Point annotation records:
···

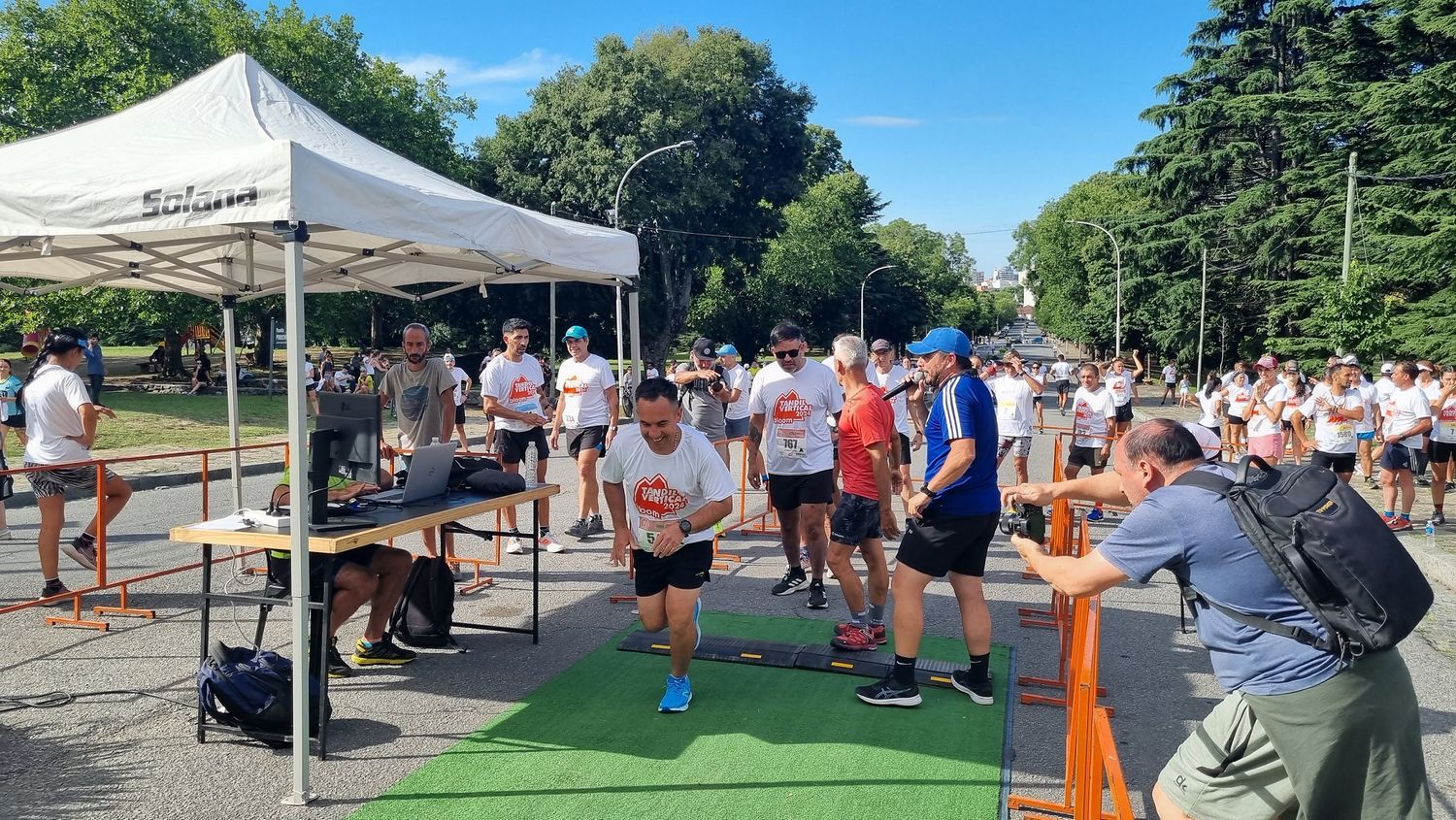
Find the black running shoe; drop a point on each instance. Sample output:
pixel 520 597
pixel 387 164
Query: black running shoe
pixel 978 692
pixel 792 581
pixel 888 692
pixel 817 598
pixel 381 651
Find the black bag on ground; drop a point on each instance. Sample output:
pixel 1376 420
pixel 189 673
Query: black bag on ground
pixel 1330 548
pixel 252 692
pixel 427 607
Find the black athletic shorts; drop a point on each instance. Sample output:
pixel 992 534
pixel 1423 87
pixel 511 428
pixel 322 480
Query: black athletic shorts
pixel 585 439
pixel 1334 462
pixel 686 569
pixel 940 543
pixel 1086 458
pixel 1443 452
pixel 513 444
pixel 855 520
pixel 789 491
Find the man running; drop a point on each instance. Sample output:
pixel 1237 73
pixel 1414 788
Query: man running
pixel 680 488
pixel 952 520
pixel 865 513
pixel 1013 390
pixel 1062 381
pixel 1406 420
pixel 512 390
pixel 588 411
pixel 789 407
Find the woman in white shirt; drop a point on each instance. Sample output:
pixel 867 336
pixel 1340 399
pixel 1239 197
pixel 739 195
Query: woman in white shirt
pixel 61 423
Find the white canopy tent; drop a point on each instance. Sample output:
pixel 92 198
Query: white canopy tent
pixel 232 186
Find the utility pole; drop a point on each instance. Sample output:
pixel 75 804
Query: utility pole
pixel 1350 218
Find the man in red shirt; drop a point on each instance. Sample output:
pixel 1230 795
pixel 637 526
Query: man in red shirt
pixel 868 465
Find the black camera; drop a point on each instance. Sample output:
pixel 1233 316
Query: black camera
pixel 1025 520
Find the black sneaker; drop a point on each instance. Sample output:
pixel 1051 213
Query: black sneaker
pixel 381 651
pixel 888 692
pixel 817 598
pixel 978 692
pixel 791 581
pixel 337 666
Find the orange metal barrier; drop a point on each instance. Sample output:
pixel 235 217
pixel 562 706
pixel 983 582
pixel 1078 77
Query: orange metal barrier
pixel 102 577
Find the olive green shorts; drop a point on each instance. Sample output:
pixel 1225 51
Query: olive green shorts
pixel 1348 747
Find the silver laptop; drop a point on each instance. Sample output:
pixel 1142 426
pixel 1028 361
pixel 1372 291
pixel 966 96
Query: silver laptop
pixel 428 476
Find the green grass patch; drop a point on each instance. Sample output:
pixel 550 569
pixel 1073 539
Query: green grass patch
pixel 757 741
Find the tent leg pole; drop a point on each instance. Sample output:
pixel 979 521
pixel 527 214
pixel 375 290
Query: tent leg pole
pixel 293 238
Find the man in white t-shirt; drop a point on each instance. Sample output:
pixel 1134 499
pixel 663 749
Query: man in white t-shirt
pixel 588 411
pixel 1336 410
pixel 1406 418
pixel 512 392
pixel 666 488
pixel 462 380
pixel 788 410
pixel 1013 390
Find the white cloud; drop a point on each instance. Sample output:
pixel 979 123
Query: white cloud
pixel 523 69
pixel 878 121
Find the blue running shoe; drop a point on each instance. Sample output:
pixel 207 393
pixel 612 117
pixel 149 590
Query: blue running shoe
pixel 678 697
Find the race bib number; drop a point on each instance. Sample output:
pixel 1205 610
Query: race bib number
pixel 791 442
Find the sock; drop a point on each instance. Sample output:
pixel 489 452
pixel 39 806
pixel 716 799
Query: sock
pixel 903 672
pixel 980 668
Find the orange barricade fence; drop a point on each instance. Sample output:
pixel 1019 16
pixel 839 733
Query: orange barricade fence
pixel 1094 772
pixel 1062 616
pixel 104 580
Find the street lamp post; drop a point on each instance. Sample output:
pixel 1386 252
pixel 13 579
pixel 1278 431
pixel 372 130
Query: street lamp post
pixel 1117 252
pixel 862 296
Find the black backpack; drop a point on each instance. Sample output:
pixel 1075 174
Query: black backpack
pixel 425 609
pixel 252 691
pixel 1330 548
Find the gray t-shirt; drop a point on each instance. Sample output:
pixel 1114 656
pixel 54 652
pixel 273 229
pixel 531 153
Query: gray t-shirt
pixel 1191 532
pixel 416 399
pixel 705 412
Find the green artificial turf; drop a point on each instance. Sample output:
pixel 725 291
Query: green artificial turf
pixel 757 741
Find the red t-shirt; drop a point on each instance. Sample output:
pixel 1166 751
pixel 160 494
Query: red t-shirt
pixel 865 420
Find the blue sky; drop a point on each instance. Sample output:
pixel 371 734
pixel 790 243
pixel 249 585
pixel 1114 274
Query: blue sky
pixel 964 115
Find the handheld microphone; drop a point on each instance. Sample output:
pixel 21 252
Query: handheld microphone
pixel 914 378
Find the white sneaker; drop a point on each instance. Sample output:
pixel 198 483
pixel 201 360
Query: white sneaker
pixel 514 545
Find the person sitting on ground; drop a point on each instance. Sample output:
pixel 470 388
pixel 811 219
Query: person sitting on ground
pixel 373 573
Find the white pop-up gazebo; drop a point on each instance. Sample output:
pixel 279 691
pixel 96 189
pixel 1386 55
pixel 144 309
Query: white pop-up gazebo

···

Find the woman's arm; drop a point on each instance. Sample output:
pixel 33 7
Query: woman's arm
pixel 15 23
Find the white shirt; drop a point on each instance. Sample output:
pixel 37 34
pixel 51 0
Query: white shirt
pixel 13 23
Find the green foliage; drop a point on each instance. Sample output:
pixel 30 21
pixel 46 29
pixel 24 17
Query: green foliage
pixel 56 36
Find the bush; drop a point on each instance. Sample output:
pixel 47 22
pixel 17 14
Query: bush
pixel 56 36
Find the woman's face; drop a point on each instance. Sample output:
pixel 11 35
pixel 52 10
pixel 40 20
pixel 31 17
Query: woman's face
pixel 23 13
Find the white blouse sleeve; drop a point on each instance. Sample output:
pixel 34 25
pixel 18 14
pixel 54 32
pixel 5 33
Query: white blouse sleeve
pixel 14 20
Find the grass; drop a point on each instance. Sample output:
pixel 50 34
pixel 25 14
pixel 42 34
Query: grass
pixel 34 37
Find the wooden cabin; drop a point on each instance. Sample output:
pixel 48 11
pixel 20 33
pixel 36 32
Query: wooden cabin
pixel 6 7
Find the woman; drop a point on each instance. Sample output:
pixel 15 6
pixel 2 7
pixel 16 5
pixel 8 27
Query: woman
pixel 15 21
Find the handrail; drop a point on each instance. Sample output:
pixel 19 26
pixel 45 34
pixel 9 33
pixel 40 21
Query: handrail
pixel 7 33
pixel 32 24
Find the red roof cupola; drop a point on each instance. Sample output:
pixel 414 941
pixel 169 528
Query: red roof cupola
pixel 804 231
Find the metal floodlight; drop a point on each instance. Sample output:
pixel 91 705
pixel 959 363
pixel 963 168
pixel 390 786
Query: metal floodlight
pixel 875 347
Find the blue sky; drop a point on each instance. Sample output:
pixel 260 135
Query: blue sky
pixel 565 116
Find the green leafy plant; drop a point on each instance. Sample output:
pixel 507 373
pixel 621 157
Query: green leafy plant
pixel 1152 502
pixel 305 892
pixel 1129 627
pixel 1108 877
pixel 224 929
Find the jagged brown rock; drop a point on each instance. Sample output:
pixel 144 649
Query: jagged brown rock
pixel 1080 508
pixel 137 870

···

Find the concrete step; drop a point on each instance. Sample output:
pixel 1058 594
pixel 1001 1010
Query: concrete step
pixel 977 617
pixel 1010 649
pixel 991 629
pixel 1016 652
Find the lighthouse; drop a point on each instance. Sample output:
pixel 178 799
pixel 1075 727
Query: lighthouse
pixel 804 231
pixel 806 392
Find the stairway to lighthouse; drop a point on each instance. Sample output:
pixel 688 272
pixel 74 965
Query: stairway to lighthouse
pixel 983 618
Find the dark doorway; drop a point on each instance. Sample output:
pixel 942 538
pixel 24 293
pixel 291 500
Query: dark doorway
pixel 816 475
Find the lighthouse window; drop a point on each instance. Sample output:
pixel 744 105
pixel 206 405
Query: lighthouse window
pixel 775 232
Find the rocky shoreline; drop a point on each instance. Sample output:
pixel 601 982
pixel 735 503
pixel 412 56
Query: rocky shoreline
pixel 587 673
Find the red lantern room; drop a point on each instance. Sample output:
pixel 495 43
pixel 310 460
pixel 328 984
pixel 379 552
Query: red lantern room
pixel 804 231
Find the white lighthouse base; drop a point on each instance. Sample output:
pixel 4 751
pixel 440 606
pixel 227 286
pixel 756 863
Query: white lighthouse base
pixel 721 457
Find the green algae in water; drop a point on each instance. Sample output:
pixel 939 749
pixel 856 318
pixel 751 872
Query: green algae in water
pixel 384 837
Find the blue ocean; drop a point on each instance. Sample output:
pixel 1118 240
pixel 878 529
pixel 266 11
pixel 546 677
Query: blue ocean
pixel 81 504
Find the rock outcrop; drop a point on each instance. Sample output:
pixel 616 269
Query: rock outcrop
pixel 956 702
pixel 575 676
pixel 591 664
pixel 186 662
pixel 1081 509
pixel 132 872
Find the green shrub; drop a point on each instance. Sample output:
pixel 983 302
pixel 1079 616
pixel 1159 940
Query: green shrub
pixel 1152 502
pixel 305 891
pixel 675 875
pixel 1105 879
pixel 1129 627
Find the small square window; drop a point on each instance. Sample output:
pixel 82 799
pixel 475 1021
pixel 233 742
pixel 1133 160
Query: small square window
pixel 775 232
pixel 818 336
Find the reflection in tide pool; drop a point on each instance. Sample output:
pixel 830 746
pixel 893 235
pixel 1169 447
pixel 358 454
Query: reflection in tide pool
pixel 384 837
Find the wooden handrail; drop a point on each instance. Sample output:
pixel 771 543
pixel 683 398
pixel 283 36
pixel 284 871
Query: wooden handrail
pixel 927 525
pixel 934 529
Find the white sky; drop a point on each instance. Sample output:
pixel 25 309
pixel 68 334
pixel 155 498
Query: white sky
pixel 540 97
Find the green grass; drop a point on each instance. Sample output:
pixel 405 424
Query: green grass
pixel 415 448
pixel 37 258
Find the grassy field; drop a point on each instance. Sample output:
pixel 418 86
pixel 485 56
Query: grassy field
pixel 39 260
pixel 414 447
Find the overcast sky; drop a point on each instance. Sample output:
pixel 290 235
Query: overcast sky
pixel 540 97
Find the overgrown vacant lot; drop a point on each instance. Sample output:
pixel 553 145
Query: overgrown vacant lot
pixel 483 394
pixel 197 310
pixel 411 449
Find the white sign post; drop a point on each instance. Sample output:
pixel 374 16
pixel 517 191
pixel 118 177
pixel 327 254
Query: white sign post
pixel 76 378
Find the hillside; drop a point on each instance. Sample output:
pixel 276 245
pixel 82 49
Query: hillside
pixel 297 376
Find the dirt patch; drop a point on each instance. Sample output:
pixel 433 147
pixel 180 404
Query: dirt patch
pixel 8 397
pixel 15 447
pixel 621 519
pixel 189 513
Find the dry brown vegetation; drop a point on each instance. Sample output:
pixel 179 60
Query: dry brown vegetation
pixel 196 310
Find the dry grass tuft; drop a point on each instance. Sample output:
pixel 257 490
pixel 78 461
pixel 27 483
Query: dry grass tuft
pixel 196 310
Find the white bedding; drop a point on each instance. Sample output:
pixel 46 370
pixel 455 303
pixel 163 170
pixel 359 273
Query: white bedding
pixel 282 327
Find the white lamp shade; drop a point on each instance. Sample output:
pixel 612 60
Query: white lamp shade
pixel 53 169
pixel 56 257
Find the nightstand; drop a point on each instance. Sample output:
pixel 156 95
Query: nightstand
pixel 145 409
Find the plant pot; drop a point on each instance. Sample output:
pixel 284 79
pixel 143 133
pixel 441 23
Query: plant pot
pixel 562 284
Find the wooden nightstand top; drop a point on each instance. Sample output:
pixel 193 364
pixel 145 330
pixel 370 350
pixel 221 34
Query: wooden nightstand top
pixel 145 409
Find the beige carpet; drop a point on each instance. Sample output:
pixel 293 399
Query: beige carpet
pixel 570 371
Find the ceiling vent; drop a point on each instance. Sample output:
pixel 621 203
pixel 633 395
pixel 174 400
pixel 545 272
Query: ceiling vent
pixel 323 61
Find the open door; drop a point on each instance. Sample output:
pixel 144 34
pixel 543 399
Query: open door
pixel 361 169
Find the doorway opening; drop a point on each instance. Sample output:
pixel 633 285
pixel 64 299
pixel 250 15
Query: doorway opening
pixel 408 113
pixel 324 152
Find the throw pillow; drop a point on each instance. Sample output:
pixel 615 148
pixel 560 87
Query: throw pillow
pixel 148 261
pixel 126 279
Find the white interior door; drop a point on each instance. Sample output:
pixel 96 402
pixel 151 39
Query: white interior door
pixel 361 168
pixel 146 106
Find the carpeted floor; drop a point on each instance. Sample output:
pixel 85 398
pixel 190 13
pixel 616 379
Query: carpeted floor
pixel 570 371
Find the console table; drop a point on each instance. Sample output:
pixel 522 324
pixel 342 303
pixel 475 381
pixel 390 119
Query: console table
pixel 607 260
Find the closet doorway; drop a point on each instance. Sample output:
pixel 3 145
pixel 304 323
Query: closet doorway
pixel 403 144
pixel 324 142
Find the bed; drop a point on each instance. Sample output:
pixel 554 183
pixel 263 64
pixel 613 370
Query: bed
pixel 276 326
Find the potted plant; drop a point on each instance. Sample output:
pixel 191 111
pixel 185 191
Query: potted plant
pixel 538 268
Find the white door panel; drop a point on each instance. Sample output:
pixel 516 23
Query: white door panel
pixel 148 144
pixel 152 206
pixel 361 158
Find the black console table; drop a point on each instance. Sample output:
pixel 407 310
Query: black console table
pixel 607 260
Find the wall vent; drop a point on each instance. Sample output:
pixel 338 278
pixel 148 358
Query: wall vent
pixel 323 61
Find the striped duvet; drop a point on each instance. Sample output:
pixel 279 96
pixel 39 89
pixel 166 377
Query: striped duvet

···

### TASK REQUIREMENTS
Extract every line of the items above that contains the string "laptop", copying each line in full.

### RESULT FOR THIS EXERCISE
Find the silver laptop; drop a point on each instance. Sample output:
Query: silver laptop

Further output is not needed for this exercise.